Hazar’ın kokusu, İçerişehir...

Abşeron sıcağı, Hazri, Gilavar...

Ansız misafirlerin sesi, cümbüşü...

Benim sevgili Bakü’m,

Ne çok özledim...

 

  Bazen insana öyle geliyor ki, Leyla’nın kahramanı şekilce sade, konuca karışık olan kadın saadetini aramaktan yorulup-usanmaz. “Durak”, “İntizar”, “Bekliyorum Sessizce”, “Gelip Varamayan Kırmızı Otobüs...” Akşamlar arzu rengine boyanarak, onu tekrar tekrar, kendisini huzurlu ve rahat hissettiği evine geri getiren kırmızı otobüs...

 

Gam sakin akşamla vurdu kapımı,

Kapıyı kapatmayı unuttum tamam.

Sen ey ansız misafir, gel, gir içeri,

Misafir olan evde sıkılmaz insan.

 

Buyur, geç, ben sana bir çay koyayım,

Bizim reçellerin en iyisinden.

Gam, ben seninleyim, sen hiç sıkılma,

Daha sıkılmaya buluruz çok zaman.

Akşam dönecek diye söz verdi bana

Yine gideceksin sabaha doğru...

Hayır, eğer bu sabah yağmur yağarsa,

Derhal geri dön, göğsüme sığın.

 

Beklemedim seni, biliyor musun, gam?

Seninle küsmeğe ben çok mutluyum.

İkice fincana ben çay da koydum,

Bilirim, her zaman yakınlıktasın.

• Yapılacak iş:
Kaynak metne göre şunları yanıtlayın:
(a) Metnin başında "Benim sevgili" diye seslenilen şehir hangisidir?
(b) Metinde sözü geçen otobüs ne renktedir?
(c) Şiirde misafire çay hangi reçellerden konacağı söylenerek sunuluyor?

• Satır listesi:
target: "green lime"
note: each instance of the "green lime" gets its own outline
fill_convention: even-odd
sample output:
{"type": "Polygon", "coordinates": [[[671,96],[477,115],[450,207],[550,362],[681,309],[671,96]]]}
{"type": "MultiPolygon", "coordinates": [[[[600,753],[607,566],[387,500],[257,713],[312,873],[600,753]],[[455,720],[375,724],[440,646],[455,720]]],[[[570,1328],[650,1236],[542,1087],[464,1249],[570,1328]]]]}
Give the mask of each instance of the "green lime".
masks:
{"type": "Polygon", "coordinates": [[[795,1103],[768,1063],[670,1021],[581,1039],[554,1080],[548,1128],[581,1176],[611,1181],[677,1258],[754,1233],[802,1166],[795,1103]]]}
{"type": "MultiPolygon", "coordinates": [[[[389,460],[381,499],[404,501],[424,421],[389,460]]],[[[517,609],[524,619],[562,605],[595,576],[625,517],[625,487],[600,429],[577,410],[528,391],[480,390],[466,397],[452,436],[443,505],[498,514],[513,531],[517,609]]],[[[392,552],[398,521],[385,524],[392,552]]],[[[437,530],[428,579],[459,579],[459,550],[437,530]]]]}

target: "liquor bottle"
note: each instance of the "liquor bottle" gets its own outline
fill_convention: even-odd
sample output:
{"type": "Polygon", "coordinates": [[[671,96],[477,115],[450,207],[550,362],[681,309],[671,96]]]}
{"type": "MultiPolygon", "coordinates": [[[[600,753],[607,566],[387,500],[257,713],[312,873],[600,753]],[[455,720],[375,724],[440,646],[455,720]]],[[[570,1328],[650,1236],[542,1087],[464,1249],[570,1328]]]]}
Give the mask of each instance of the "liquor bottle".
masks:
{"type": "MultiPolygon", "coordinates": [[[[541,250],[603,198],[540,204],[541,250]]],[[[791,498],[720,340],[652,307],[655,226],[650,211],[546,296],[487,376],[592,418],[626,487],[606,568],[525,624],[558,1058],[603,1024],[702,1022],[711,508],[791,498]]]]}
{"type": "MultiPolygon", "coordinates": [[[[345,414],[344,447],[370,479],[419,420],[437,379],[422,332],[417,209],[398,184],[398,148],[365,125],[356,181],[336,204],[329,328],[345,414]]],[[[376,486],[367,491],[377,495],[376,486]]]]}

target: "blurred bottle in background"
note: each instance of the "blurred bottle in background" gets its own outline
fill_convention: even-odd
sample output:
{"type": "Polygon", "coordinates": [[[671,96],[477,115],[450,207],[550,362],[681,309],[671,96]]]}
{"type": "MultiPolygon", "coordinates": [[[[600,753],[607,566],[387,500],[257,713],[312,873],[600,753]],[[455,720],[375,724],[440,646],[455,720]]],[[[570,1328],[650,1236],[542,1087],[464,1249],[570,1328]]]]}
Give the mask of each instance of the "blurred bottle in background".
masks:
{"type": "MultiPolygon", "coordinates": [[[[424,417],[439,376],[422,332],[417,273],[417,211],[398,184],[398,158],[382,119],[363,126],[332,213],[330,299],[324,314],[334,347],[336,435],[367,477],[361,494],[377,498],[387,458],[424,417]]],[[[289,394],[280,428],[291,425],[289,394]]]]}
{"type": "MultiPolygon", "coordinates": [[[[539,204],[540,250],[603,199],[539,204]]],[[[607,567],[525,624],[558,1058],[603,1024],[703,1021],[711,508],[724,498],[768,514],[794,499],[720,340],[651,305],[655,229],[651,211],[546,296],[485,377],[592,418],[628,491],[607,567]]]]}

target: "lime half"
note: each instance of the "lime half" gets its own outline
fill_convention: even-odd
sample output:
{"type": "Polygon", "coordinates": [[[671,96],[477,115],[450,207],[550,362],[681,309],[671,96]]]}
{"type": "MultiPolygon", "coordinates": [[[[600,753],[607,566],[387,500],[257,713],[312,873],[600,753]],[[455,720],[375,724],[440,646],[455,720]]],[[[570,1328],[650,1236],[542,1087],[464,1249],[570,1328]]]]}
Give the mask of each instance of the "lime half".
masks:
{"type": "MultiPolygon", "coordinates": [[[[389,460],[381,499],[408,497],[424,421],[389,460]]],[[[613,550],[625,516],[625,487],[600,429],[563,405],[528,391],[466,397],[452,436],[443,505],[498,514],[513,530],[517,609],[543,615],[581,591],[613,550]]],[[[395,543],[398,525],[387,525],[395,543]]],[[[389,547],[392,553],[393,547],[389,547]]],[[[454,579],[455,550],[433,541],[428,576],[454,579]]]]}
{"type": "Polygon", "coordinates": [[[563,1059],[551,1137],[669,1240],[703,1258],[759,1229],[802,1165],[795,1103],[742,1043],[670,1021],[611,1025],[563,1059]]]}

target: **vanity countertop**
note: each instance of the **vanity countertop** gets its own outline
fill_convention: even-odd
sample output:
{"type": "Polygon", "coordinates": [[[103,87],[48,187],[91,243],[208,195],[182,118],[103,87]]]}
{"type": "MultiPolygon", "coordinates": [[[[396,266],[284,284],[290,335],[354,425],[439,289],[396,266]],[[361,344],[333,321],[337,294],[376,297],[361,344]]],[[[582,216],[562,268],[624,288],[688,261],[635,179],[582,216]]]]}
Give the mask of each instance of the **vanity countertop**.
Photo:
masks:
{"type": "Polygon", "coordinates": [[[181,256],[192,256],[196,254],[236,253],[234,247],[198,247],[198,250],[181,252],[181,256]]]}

• Çözüm:
(a) Bakü
(b) Kırmızı
(c) Bizim reçellerin en iyisinden